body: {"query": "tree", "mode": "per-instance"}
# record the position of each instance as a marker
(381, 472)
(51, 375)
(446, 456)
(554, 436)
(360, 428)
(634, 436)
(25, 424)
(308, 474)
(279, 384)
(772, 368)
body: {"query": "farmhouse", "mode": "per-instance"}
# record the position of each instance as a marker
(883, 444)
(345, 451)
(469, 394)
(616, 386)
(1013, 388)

+--

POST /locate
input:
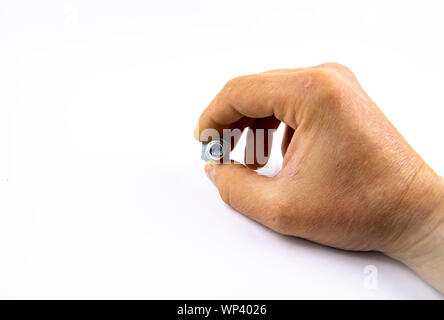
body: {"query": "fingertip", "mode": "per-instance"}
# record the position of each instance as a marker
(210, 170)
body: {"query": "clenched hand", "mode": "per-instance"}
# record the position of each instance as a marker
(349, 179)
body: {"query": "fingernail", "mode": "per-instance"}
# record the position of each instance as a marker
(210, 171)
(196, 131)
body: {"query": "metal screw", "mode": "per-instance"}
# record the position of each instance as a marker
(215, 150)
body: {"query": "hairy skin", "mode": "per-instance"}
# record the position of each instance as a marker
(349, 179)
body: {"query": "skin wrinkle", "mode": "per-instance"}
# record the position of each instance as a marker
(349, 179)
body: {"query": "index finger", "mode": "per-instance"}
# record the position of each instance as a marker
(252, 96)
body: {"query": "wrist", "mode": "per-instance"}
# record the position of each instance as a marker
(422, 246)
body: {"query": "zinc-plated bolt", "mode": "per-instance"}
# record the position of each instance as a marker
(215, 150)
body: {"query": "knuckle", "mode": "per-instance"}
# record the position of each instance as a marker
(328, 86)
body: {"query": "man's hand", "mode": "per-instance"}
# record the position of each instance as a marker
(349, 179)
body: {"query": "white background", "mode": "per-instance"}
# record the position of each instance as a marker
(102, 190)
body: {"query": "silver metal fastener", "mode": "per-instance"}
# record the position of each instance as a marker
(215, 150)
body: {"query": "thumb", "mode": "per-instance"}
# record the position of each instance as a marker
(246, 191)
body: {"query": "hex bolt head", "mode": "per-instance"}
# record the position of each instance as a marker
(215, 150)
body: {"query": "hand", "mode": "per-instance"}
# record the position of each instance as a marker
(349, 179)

+--

Task to complete: Pull every line containing "hand" from the material above.

Expected answer:
body: {"query": "clenched hand", "mode": "per-instance"}
body: {"query": "man's hand", "mode": "per-instance"}
body: {"query": "hand", "mode": "per-instance"}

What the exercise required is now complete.